- DATASET:
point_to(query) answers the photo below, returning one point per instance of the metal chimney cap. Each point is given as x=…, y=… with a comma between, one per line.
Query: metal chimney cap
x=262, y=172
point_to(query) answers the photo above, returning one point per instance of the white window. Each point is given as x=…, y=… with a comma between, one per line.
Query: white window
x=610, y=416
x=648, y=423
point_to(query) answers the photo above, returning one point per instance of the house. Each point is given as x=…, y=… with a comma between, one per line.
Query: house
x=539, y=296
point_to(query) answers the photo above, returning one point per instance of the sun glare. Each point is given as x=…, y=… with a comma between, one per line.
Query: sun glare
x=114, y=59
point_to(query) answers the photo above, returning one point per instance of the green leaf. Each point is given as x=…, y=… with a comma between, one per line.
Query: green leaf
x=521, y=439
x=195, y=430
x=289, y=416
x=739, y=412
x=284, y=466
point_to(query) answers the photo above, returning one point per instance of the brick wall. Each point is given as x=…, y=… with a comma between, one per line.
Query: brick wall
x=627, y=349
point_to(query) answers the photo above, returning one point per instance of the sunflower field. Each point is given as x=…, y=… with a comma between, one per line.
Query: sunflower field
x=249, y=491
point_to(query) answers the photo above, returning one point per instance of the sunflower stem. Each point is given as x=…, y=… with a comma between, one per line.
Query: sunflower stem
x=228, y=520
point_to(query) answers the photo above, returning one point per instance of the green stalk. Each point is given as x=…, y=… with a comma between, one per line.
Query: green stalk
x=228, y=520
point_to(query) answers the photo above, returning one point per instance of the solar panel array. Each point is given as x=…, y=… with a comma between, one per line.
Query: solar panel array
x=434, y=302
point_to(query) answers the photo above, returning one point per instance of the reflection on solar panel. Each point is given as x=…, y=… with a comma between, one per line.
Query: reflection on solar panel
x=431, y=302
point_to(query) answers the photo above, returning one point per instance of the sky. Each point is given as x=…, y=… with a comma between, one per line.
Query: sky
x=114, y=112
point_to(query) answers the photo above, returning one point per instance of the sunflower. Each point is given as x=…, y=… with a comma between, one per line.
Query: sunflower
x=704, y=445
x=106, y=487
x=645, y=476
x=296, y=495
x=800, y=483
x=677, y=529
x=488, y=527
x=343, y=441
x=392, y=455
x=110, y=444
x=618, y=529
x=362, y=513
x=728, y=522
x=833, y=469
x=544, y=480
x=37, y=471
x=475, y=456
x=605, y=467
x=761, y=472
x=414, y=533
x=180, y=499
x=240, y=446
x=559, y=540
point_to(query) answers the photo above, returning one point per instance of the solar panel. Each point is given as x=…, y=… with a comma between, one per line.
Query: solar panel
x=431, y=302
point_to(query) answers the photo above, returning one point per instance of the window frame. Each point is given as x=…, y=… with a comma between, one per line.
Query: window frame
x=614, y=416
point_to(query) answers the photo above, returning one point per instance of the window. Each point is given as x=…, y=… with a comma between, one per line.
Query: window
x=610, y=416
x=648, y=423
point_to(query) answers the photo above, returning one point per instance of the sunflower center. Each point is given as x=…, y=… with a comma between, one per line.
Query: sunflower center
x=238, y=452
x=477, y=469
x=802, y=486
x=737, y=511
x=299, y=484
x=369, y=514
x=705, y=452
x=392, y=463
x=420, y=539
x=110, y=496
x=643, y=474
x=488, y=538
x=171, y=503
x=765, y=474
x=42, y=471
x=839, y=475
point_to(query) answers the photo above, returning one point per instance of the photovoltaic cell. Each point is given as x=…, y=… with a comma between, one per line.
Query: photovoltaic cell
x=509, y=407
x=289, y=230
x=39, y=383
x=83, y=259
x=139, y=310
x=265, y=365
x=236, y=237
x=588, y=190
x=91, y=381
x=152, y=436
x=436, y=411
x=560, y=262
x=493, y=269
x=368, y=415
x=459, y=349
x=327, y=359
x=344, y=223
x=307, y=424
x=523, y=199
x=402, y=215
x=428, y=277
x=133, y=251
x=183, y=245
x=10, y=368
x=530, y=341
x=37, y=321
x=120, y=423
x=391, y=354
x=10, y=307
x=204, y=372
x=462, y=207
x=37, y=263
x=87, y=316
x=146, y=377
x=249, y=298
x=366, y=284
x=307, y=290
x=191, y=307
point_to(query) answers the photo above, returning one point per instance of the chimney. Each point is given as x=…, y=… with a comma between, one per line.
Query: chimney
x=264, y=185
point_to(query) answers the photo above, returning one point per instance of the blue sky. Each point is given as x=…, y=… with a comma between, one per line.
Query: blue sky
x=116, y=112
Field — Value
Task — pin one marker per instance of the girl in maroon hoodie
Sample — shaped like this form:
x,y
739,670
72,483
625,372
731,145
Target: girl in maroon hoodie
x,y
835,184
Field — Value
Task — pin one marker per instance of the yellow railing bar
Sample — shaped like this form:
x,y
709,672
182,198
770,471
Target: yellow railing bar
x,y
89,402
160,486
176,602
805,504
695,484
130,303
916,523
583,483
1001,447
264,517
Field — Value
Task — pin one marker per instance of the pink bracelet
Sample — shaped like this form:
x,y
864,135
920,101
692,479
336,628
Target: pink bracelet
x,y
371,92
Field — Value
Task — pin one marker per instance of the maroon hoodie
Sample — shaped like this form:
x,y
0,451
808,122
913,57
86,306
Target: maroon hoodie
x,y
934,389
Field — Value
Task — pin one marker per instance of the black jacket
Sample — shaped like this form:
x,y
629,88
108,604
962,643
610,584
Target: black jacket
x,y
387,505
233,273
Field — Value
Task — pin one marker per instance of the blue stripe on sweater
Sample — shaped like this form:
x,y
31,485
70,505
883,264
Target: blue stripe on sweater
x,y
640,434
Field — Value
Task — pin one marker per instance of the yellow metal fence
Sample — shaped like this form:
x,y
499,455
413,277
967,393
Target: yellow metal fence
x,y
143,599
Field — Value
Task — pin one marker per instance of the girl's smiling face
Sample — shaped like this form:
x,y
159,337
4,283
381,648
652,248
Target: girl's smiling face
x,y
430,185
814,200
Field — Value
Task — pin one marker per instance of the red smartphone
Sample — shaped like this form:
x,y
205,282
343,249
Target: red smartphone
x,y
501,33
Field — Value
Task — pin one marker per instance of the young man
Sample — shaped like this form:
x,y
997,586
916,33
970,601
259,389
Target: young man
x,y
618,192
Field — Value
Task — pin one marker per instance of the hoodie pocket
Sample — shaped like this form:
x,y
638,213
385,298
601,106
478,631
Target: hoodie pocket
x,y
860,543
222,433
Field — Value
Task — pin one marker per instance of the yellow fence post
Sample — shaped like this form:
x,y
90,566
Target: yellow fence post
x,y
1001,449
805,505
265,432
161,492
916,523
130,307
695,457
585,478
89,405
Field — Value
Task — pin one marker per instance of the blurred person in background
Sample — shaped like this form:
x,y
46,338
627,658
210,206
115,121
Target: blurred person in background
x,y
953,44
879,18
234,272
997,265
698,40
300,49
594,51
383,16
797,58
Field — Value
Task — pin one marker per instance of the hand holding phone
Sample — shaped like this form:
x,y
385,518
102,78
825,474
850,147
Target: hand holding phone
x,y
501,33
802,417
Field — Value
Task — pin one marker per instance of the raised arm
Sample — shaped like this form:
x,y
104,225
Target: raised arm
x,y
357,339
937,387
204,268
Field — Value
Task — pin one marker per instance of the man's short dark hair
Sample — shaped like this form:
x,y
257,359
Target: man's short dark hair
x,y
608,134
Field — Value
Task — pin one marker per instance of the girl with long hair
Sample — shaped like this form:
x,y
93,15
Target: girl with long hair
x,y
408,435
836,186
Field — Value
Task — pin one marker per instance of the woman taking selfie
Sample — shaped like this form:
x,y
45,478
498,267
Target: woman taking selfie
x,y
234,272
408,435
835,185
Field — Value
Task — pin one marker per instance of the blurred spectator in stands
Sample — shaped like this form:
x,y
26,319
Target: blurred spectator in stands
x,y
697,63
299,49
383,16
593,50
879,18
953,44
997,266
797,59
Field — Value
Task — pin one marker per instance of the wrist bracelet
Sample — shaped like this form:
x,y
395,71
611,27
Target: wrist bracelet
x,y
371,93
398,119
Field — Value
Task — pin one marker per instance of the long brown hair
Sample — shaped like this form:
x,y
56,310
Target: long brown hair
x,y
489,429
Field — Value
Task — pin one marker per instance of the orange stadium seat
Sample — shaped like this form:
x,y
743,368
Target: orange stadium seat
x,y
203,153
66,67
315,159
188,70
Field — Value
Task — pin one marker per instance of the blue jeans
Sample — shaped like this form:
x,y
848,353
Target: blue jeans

- EXERCISE AIM: Convert the stretch from the first of the rows above through the line containing "x=262, y=172", both included, into a JSON list of strings with one string per line and no blank lines.

- FINISHED ANSWER:
[
  "point_to(query) answers the photo below, returning one point per instance of the metal chimney cap. Each point is given as x=…, y=… with a comma between, one per line.",
  "Query: metal chimney cap",
  "x=262, y=172"
]